== Extracted text ==
= = = = = = =

Xavier Magazine

College Life (Revisted)

At 2:00 a.m. I’m squinting through the thick white haze of a smoky joint named Soupie’s looking for my student-host, Constance Fowler. I need her to help me maneuver this under-21 crowd. 

At my advanced age, I’m exhausted and ready to go home. As I sit on a stool next to
a table that needs a good scrubbing, I scan the crowd. Constance’s friend, Melissa Downey, sits perched on a stool nearby, deftly holding a cigarette she’s bummed and chatting with anyone who will listen. Another friend, Amme Hawkins, stands by her, blonde hair in perfect trim, a touch of blue eye shadow setting off her freckles. She’s pretending not to notice the guy she has a crush on because, she glibly told us three hours ago, her mouth turns to mush when he shows his face.

To my back is Keith Jackson, the basketball player. His ball cap is on backward, his pants hang loose, he’s got an easy smile. A girl prances in with her boyfriend. He’s stylish with hair spiking up. She’s in a skirt that couldn’t be shorter and brown suede ankle boots trimmed in white fur.

= = = = = = =

== Dataset excerpts on object pointing ==

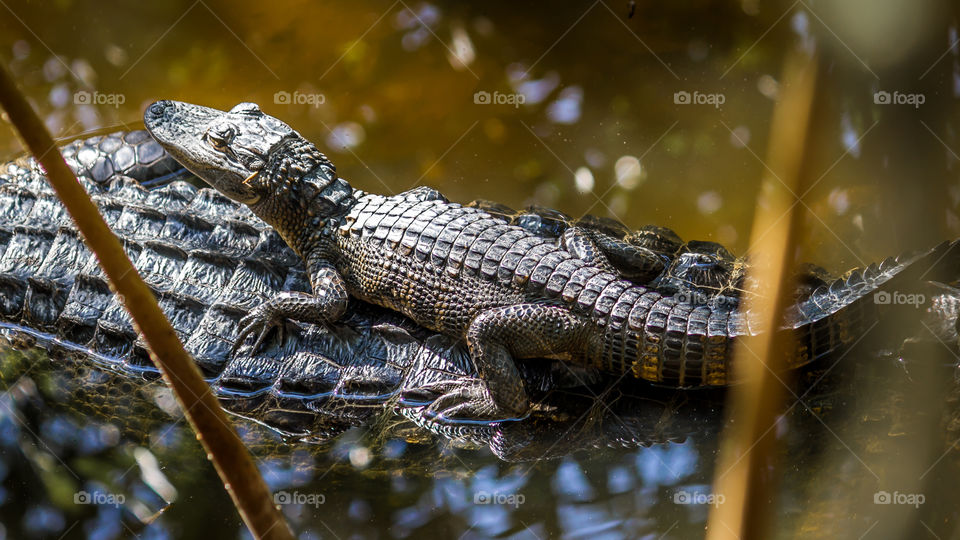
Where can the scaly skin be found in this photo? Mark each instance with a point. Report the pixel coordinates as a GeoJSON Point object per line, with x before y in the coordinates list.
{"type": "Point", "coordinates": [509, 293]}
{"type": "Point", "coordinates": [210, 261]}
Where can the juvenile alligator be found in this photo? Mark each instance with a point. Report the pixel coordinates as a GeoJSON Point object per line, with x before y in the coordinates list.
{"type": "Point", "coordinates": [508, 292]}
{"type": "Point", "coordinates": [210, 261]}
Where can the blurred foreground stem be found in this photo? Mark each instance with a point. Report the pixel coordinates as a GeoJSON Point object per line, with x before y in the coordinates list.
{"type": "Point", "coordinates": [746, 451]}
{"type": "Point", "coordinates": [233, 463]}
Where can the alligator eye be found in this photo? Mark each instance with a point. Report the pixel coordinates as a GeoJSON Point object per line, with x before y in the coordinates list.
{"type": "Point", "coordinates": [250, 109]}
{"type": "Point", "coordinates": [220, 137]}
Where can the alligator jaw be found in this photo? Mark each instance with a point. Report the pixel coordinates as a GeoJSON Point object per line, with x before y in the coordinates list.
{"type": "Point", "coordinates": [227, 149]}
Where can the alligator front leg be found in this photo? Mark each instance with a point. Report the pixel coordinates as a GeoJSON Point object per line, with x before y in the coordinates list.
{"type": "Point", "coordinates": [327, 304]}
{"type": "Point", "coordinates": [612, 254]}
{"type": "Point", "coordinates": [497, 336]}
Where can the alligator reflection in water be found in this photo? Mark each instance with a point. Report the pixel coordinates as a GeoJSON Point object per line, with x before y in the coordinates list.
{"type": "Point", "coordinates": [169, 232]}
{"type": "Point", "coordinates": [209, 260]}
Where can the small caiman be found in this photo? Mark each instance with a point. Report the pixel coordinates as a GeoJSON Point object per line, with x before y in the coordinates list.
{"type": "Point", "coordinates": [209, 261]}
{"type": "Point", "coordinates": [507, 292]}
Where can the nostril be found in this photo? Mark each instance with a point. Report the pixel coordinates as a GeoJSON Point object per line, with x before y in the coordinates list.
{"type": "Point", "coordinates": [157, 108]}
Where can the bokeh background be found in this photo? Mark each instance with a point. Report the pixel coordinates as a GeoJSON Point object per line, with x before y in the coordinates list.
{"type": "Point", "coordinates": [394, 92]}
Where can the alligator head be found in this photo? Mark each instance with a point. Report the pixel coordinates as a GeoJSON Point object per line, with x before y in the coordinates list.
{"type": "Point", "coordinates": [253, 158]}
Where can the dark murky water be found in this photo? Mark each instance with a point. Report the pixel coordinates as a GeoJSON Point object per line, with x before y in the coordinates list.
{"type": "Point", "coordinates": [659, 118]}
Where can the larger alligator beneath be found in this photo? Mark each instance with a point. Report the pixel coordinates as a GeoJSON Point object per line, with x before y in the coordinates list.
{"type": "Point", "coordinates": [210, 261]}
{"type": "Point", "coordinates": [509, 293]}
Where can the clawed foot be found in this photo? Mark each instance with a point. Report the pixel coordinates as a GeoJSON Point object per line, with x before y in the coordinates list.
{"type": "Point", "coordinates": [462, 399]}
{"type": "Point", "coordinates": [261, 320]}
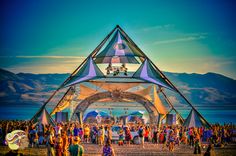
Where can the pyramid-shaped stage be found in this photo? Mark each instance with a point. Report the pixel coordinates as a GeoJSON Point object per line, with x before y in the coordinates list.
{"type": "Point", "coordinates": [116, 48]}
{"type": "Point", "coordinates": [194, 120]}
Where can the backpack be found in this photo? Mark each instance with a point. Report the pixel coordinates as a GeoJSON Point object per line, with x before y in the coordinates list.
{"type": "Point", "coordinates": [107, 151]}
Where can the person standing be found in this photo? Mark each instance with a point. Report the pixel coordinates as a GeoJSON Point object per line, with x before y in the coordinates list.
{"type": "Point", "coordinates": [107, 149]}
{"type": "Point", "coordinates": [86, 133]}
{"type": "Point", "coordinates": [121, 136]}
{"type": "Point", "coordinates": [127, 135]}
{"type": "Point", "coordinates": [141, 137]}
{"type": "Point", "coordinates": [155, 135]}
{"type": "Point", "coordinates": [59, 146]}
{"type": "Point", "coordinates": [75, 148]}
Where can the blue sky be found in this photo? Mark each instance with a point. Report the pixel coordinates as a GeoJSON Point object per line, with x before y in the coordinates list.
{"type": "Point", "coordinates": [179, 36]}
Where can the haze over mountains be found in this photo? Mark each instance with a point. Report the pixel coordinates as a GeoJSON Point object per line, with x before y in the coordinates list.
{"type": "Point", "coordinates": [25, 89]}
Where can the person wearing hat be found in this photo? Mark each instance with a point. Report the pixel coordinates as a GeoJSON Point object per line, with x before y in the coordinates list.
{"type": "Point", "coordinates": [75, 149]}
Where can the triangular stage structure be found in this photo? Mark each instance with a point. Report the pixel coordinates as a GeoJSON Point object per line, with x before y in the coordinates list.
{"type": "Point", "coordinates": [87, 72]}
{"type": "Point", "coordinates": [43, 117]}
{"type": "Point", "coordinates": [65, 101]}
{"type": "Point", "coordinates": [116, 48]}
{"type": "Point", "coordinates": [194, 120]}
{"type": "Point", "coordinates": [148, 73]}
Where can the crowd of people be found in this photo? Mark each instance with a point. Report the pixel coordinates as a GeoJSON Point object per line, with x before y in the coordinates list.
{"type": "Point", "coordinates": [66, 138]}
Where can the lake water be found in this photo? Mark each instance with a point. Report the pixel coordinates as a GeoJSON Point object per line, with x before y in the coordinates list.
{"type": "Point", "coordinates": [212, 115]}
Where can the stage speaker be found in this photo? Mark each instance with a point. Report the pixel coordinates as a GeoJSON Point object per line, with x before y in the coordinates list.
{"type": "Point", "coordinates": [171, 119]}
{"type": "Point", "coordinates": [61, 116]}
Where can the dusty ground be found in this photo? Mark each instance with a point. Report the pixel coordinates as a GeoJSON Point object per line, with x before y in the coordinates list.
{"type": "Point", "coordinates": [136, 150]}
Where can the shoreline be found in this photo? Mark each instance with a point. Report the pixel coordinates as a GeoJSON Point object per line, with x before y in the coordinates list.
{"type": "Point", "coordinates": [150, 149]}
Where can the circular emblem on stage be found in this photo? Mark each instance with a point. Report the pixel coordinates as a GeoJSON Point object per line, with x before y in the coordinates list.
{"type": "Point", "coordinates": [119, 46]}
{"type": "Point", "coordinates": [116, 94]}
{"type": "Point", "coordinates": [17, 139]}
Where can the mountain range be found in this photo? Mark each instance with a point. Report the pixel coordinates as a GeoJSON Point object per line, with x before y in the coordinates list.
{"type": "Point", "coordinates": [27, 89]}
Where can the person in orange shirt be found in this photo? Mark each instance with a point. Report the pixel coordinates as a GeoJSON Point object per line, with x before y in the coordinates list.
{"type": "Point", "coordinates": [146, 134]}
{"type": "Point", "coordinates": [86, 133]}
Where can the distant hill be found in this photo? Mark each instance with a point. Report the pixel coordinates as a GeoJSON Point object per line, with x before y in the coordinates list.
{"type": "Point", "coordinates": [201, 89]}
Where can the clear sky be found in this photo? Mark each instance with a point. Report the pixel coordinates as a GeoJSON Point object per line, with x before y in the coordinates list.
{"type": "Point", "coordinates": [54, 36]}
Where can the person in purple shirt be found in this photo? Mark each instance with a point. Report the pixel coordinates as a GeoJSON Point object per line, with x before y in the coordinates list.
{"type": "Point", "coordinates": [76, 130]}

= = = = = = =

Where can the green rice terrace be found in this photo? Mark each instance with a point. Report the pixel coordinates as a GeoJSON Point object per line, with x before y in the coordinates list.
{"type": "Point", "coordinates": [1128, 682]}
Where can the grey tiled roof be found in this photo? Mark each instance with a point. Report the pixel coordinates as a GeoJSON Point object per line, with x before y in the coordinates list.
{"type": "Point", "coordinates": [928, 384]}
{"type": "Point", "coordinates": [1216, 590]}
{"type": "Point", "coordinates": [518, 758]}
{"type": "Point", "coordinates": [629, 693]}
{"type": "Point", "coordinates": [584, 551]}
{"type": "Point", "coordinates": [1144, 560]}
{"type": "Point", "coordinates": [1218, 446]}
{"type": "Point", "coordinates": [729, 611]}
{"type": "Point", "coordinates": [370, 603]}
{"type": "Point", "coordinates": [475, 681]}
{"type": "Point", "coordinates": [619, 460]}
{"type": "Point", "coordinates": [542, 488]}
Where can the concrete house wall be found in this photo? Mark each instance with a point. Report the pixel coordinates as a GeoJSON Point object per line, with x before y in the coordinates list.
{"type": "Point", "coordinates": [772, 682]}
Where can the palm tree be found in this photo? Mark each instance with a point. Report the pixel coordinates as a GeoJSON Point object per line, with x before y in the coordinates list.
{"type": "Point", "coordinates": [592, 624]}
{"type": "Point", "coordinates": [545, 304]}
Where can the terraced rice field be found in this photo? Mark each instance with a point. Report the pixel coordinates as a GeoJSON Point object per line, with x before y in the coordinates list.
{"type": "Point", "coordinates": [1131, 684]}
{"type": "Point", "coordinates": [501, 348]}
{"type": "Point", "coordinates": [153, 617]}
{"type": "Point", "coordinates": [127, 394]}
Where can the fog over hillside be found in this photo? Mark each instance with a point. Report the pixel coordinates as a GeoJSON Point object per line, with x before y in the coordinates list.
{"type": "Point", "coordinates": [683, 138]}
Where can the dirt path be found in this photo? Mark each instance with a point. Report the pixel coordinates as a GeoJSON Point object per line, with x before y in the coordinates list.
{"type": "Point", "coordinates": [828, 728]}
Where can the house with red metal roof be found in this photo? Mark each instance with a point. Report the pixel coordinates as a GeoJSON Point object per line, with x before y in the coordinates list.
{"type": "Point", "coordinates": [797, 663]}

= = = = = = =

== Exercise requirements ==
1 > Condense the paragraph of the magazine excerpt that begins "To my back is Keith Jackson" into a short bulleted list that keeps its main facts.
2 > In the magazine excerpt, who is the writer's student-host at Soupie's?
3 > Retype the magazine excerpt from "At 2:00 a.m." up to and including "this under-21 crowd.".
The entries have no connection to the magazine excerpt.

== Worked answers ==
1 >
- Keith Jackson, the basketball player, is behind the writer, with a backward ball cap, loose pants and an easy smile.
- A girl enters with her stylish, spiky-haired boyfriend.
- She wears a very short skirt and brown suede ankle boots trimmed in white fur.

2 > Constance Fowler.

3 >
At 2:00 a.m. I’m squinting through the thick white haze of a smoky joint named Soupie’s looking for my student-host, Constance Fowler. I need her to help me maneuver this under-21 crowd.